▶ _What is asked_:
Pick up the anime review below right after its final sentence and keep writing it in the same voice.

▶ _Text section_:
───

What They Say
In the 23rd century, mankind has fl ed earth and emigrated to the moon. The last outpost of civilization is the Lunar Republic of Eden, where the omnipresent Citizens Administration Council grants residents everything they need. But, what do you do when you discover everything you believe is a lie? Seeking the truth, Takeru and Biz escape from the Moon and land on the desolate, yet recovering Earth. The two travel across America, looking
for the location and girl depicted on the picture found on the lunar surface. What waits them when they finally find what they’re looking for and will Takeru ever get back to the moon as he promised his friend, Kazuma, who was left behind on the moon?
For this viewing, I took in the English 5.1 dub. In a nice touch, the Japanese track is also available in 5.1. They do not really use the technology to the best it is capable of, though. There is plenty of left/right directionality, but not only is front/back directionality lacking, but there is little in the rear channels overall. What does come through it more for atmospheric enhancement. However, despite that little bit of complaint, it still sounds really good. There is no dropout among the tracks, and it all sounds crystal clear. I cannot complain too much.
Aside from some minor issues, the video is a pretty top notch job too. There are some minor gradients that can be seen in some of the cool colors, particularly in the opening and closing, but those are not too noticeable if you are not paying attention. Otherwise, some of the scenery is quite beautiful, especially when looking down on Earth from space and in some of the “natural” special effects while on Earth. And I have long loved the character art of Katsuhiro Otomo (Akira, Steamboy), so it was nice to see it show up again.

───

▶ _Listing_:
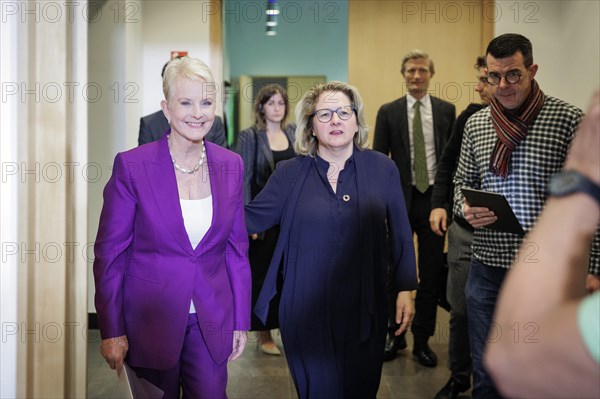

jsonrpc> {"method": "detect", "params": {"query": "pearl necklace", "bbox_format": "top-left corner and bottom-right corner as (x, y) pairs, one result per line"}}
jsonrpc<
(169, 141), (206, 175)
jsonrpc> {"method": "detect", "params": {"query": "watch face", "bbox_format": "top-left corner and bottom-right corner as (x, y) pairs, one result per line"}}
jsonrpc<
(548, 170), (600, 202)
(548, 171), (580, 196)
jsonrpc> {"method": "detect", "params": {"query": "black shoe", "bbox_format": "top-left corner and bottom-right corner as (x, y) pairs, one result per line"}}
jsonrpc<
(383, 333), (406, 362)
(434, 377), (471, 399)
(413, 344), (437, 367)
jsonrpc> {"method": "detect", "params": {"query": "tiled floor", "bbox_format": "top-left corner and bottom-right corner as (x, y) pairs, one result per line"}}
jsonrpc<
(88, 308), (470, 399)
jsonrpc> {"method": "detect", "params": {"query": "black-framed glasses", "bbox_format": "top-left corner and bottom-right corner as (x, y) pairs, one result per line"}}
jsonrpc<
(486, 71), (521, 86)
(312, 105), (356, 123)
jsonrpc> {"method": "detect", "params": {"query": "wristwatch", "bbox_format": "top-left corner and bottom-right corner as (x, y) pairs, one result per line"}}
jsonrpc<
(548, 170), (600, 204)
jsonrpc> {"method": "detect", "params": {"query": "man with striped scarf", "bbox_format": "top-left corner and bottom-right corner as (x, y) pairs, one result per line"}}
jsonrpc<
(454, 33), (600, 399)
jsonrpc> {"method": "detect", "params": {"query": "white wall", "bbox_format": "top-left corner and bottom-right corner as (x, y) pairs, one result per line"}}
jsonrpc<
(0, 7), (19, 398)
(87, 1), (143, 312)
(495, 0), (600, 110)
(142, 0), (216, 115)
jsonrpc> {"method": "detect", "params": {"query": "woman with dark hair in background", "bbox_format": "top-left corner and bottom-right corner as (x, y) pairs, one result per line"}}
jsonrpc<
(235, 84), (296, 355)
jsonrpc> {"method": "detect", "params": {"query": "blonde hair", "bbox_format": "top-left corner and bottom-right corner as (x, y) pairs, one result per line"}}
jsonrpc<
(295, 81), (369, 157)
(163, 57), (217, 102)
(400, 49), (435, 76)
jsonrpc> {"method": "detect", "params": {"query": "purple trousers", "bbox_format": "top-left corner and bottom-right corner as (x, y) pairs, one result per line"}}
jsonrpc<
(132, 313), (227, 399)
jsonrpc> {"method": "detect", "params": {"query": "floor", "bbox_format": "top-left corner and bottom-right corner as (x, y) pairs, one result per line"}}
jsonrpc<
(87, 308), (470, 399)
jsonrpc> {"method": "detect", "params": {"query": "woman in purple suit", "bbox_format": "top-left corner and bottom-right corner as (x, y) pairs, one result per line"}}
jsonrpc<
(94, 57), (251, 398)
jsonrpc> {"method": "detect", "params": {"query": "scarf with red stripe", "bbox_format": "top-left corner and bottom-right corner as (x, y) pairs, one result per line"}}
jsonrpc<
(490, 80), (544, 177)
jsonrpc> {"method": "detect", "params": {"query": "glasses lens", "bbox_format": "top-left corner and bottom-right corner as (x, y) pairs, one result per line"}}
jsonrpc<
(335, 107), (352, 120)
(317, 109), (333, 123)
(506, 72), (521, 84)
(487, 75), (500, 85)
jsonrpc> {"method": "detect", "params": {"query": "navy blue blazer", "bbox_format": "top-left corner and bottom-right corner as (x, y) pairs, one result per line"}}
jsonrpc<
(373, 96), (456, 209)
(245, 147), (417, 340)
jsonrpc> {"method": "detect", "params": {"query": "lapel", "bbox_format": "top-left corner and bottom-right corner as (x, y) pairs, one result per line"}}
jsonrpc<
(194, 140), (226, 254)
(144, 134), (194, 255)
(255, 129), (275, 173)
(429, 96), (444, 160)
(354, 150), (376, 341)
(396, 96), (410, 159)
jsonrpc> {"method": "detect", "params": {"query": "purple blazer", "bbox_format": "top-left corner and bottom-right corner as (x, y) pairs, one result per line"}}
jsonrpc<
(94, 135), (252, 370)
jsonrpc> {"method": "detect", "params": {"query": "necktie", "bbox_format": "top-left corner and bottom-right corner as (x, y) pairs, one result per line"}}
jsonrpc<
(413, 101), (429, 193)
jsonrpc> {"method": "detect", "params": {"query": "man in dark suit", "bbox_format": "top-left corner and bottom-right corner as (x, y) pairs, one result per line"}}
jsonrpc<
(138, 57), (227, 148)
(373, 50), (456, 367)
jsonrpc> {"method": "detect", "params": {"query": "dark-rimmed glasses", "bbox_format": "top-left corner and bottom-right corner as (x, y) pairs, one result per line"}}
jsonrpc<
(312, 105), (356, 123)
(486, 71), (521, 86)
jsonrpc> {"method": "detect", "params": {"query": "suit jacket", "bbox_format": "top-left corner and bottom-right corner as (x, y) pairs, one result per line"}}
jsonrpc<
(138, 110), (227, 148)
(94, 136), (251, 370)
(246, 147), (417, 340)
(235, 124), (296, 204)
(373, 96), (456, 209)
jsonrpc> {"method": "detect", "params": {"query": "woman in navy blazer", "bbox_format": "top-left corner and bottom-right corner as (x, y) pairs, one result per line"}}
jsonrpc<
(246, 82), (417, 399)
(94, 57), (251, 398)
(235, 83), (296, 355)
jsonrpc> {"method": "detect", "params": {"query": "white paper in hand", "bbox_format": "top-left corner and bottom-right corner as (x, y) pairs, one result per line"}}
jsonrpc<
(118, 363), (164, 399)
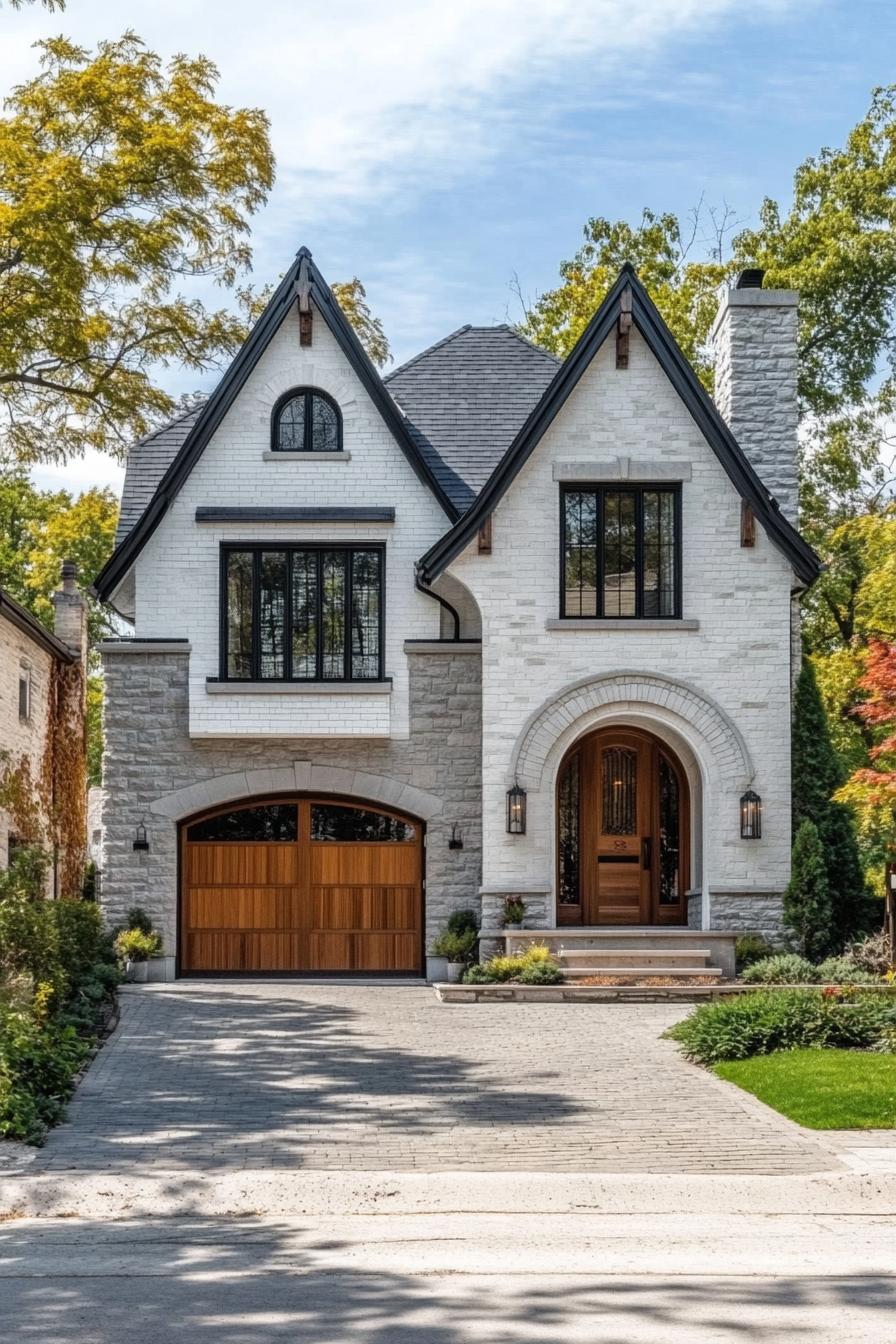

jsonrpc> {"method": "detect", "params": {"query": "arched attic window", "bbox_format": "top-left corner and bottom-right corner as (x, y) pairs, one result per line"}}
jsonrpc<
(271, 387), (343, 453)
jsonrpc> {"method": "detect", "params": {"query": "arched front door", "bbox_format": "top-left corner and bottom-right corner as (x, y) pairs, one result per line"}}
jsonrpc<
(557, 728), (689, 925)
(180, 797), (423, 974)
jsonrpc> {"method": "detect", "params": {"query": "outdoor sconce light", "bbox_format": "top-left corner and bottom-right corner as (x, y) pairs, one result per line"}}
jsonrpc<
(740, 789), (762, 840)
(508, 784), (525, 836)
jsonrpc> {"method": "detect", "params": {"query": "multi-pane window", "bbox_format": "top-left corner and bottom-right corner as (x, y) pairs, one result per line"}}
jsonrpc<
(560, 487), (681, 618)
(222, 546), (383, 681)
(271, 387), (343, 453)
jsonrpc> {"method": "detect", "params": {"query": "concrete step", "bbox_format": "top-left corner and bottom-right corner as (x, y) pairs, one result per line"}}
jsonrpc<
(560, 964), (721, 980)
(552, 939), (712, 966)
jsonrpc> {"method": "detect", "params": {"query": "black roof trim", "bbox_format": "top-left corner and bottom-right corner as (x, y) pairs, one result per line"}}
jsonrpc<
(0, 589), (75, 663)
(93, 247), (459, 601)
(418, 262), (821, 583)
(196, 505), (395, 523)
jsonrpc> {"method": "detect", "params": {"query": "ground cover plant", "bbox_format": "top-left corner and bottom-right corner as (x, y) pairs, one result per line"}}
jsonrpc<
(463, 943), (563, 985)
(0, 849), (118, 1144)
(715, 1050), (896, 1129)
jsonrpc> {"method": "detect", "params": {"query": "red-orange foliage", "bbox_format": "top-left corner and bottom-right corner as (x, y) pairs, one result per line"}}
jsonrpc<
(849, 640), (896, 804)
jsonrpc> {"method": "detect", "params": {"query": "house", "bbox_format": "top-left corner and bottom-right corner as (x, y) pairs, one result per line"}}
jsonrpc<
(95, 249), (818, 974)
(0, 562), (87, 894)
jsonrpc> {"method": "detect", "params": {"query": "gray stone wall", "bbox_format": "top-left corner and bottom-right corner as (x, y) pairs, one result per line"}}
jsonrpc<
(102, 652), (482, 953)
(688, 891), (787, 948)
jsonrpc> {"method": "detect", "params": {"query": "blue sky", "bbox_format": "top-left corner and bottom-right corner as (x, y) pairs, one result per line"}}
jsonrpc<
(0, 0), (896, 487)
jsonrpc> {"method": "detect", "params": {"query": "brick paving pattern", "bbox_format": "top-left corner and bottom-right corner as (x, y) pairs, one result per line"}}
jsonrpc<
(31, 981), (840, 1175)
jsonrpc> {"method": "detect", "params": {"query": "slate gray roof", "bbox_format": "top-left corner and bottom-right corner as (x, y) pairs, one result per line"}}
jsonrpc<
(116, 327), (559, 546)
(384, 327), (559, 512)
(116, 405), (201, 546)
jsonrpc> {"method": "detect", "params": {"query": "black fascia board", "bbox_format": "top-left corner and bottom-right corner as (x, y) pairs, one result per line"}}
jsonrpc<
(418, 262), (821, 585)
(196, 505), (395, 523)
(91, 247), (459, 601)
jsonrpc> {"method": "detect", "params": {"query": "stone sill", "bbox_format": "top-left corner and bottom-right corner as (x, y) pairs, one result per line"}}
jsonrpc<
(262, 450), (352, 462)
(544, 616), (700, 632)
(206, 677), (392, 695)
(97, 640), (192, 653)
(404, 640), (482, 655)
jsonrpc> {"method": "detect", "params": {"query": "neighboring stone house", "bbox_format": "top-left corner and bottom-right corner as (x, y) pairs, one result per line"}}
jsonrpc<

───

▶ _Task result_:
Fairly basic packaging for this release (though much nicer from some of the earlier releases if I understand things correctly). The disc comes in a standard amaray case with a picture of Ao standing on a cliff looking up to the sky. The back has a short summary with technical details and some screen shots. In general, it has a nice design, but it is nothing special. A misprint, though, lists this disc as being 156 minutes, when it is actually just a shade under 100 minutes.
I love the menu design for this release. It opens with a short animatic that morphs into an animated menu with five different sections animating different parts of the production sketches, while one of the cooler, more stirring songs from the soundtrack plays in the background. It gives the whole thing a very comic-book feel, and it looks really cool. The selections can be easily seen on one of the black border bars that separates the sections. So, it works as nicely as it looks. If I have any complaint, I would have liked if they had looped the menu at maybe a minute instead of just 30 seconds, but that is very minor.
There are some nice extras on this release, which are all followups to extras on the first volume. First off is the second series of short “Freedom Digests” that seem to really be nothing more than trailers for the individual episodes, and the second part of an interview with a number of the technical staff. The second part of a documentary (Freedom in the USA) shows the staff making a trip to the Smithsonian Air and Space Museum when they came over to work on location. My favorite part, though is the second part of the documentary called “Fly Me to the Moon,” which follows on from JFK’s proclamation that we would send a man to the moon right through the Apollo program. Very interesting.
After the first volume of Freedom, I was really looking forward to seeing the second half. This volume contains the last three episodes of the OVA, though the last episode is double length, so this disc is just as long as the first one. Where I thought the first volume started slow and picked up, this one kept the nice pace right through and Freedom ended up being quite the ride.
As the fourth episode ended, Takeru and Biz had made their way to Earth and found it perfectly livable, though bereft of much life. They had made their way to Florida where they found the girl in the photograph—Ao—and Takeru found himself just as smitten in person as he was with the picture.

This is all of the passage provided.